[DOCUMENT EXTRACT]
-- Begin --
Has anyone had this issue? I'm about to contact Reynolds about it...


----------



## zac (Aug 5, 2005)

No, not that issue. I just found the rear build to be sub-par. But I haven't driven them hard descending.

What pads? the Reynolds or were you using 3rd parties like SwissStop yellows?

Let us know with a followup post how Reynolds intends to handle this, please. From what I understand the Assault rims are the prior year DV46s. I haven't heard this issue happening to any of those. Bad batch? Change in design/build? Please keep us posted.

thanks
zac


----------



## lawrencen (Mar 25, 2009)

Hi Zac,

Fuji delivers the bikes with SwissStop pads...That being said, the first incident happened with the SwissStops...so my teammate switched to the KOOL STOPS...Same thing happened, so it's definitely not the pads...

I agree I think its a bad batch of wheels...sub par carbon fiber.

I'm gonna contact them ASAP...I'll keep you posted.


----------



## jmess (Aug 24, 2006)

Any idea on how long before the brake problems appeared? Was it right away or after ?? miles of using the brakes really hard?


----------



## lawrencen (Mar 25, 2009)

pretty much right away...the descents where technical as well as steep and it happened while breaking and when the rims started to heat up...


----------



## kyler2001 (Sep 8, 2005)

Very strange. I've used mine (w/Swiss Stop Yellows) in races all through the Italian Alps and have had no problems while descending (other than some squealing). No doubt something like that would be covered under warranty, but very scary/disturbing when it happens, twice. Let us know what Reynolds says...


----------



## lawrencen (Mar 25, 2009)

I agree...very strange. I just shot them an email so I'll let you know what there response is...


----------



## s2ktaxi (Jul 11, 2006)

Friend of mine with Roval carbons just had the same thing happen a few weeks ago. after a long descent, the wheels just delaminated and fell apart when he stopped at the bottom.


----------



## lawrencen (Mar 25, 2009)

He should definitely get a warranty replacement...that's not suppose to happen!


----------



## FondriestFan (May 19, 2005)

Yes, this has happened several times to friends of mine.

Reynolds wheels are fantastic, but carbon fiber wheels are not exactly the best choice for high-speed technical descents involving lots of braking.

One friend melted his at Everest Challenge.

Awesome wheels though.


----------



## lawrencen (Mar 25, 2009)

WOW!! Thanks for the info...


----------



## master2129 (Mar 30, 2007)
-- End --
[LISTING]
-- Begin --
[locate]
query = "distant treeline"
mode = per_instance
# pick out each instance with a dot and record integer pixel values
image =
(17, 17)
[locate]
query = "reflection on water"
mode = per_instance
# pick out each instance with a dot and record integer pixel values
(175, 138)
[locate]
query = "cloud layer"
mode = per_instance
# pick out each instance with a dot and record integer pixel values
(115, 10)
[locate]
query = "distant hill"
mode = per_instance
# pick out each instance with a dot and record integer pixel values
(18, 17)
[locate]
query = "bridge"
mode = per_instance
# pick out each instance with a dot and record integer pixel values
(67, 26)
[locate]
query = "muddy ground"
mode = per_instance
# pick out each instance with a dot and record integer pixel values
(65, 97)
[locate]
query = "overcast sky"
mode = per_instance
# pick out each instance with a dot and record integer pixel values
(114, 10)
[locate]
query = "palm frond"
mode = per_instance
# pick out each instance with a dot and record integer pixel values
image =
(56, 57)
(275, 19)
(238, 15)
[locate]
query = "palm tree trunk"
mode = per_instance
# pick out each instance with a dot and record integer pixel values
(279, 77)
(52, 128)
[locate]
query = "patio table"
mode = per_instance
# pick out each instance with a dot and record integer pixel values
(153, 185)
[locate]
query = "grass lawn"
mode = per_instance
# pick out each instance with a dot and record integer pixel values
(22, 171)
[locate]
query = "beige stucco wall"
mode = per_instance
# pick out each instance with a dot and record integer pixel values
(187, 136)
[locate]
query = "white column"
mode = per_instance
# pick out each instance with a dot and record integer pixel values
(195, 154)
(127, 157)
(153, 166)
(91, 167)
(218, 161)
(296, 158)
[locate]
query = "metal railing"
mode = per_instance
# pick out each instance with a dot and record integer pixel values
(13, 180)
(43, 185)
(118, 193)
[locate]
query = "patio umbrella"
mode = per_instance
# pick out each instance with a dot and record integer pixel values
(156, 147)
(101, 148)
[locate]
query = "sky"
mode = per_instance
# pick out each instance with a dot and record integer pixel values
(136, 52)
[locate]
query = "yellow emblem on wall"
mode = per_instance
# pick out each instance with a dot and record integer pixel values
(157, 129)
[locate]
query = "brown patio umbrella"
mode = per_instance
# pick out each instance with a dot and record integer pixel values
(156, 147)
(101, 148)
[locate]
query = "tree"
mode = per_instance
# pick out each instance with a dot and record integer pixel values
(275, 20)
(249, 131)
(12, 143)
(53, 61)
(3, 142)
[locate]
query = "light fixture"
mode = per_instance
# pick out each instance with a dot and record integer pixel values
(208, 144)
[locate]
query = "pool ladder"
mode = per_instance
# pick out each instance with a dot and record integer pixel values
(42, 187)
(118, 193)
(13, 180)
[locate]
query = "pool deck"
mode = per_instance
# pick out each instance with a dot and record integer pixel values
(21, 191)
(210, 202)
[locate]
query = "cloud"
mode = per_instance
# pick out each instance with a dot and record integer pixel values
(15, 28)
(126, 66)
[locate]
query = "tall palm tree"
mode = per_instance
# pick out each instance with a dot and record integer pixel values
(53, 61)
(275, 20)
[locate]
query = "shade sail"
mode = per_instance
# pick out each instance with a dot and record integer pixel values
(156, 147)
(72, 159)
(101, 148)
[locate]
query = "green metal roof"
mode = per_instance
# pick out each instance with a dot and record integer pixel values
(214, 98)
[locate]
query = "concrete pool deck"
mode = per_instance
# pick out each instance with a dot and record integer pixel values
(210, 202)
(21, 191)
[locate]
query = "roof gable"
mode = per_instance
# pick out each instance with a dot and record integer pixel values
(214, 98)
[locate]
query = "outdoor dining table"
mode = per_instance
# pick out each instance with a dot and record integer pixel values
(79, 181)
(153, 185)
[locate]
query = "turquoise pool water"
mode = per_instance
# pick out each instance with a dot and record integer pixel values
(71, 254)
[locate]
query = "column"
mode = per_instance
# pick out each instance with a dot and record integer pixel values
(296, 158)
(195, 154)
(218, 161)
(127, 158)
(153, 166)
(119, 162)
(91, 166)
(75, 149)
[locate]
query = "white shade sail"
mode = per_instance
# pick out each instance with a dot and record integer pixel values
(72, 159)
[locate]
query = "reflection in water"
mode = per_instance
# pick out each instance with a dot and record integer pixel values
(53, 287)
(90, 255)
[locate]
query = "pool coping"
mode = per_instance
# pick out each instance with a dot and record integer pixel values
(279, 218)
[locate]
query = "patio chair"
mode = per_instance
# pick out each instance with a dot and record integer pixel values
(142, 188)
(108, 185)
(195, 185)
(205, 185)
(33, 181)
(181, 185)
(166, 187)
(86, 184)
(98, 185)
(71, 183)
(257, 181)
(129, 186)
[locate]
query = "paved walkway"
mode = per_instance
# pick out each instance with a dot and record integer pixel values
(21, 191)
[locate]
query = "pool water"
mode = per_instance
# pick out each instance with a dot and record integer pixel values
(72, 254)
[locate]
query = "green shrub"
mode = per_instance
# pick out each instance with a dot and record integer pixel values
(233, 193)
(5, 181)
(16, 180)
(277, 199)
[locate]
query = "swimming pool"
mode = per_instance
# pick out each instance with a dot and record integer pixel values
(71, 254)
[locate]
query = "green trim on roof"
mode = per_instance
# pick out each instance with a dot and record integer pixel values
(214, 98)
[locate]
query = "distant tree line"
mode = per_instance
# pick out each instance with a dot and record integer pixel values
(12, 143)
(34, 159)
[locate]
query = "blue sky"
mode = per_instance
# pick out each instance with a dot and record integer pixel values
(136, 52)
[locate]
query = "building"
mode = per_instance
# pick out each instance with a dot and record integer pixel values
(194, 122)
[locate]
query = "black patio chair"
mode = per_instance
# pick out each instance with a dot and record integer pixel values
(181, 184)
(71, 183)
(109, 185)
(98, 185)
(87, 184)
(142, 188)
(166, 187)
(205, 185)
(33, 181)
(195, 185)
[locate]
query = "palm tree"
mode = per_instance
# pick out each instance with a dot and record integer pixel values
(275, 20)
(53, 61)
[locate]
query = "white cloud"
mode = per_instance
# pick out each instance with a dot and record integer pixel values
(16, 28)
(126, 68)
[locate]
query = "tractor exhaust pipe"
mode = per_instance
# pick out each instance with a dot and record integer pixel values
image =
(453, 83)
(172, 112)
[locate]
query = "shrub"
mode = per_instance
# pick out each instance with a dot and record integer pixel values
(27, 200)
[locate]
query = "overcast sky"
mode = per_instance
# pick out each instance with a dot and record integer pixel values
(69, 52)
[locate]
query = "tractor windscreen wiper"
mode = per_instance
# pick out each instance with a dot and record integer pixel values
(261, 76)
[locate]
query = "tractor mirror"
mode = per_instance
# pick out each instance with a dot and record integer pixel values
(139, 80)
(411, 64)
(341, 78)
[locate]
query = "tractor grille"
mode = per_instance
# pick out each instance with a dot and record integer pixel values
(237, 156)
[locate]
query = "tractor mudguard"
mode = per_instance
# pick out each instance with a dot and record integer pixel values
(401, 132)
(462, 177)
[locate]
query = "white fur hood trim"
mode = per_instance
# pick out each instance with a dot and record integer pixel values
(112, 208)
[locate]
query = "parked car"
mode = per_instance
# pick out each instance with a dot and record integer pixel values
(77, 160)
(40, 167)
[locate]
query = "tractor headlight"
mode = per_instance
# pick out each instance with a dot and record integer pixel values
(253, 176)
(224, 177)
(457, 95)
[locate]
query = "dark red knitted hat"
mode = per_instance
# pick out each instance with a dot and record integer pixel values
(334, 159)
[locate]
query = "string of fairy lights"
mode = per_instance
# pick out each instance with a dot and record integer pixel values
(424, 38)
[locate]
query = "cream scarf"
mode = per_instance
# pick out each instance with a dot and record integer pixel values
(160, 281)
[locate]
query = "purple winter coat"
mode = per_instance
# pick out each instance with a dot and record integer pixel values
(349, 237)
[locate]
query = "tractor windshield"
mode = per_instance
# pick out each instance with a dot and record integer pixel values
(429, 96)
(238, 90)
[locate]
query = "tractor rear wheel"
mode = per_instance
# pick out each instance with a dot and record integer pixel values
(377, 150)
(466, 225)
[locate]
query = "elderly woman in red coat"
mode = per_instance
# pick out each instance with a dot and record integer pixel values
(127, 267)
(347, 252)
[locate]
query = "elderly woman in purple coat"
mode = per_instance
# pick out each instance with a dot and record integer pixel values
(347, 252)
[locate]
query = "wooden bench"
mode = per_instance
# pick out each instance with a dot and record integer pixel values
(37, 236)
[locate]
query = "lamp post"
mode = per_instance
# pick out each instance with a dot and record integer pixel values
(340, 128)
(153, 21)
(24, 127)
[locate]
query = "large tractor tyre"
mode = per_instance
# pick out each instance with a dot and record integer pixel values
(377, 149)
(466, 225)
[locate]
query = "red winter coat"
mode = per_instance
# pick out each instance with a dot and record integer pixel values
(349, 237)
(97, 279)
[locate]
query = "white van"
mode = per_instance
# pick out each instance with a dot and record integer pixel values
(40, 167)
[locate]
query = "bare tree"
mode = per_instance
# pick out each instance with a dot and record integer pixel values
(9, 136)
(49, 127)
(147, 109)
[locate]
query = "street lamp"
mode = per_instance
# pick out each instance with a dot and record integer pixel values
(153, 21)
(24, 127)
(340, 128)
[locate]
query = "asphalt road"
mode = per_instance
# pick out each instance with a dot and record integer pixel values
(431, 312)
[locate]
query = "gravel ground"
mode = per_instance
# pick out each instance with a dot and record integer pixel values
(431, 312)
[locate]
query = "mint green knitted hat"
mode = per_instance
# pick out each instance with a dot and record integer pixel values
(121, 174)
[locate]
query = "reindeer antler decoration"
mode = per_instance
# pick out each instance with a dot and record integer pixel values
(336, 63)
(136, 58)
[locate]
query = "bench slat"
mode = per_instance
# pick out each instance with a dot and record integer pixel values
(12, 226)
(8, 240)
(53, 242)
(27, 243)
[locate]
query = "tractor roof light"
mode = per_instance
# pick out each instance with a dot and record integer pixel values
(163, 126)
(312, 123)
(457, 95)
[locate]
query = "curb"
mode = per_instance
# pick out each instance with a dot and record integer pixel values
-- End --
[STATED EXERCISE]
Can you continue the forum thread about carbon wheels failing under hard braking on descents, picking up after its last line?

[RESULT BELOW]
FondriestFan said:


> Yes, this has happened several times to friends of mine.
> 
> Reynolds wheels are fantastic, but carbon fiber wheels are not exactly the best choice for high-speed technical descents involving lots of braking.
> 
> ...


I agree. They are great wheels. Descending on full carbon clinchers can be a bit scary. My wheelset doesn't get that hot. But also I rarely tap my brakes on a descent. I too am using Swissstop Yellow pads and they have been a really good pad for my wheelset. Keep us posted how Reynolds handles the situation.


----------



## lawrencen (Mar 25, 2009)

No worries...I'll let you know what Reynolds has to say...


----------



## rhauft (Aug 8, 2006)

I had 2 sets of DV46C Assaults. The issues I experienced involved the braking surface warping on the front wheel of one of the wheels. Reynolds replaced the rim without issue. I also blew one spoke (twice) on the other front wheel. 

IMHO the weakest link in this wheelset are the hubs. They are heavy, noisy, clunky and need to be maintenanced often to keep them tuned. I even went to the expense of installing ceramic bearings to see if that might alleviate the issue. 

To anyone considering this wheelset, I'd recommend they step up to the UL's, they have upgraded DT Swiss 240 hubs and lighter/stronger uni-directional carbon rims. I have since sold both of the Reynolds Assault DV46C's and upgraded to 2 sets of Edge Composite 38c & 45c / American Classic / Sapim CX Ray blk. 

For approx. the same cost as the UL's, the Edge Comps are in a whole 'nother league.


----------



## slamy (Mar 15, 2004)

A guy I rode with yesterday had those rims and had two blow-outs. One off a steep descent, I think his tire got too hot, or that is what he said it was. Lucky for him it happened at the bottom of the descent because it would have been worse on the turns. After seeing that and reading this, there is no way I would buy those wheels.


----------



## kyler2001 (Sep 8, 2005)

slamy said:


> A guy I rode with yesterday had those rims and had two blow-outs. One off a steep decent, I think his tire got too hot, or that is what he said it was. Lucky for him it happened at the bottom of the descent because it would have been worse on the turns. After seeing that and reading this, there is no way I would buy those wheels.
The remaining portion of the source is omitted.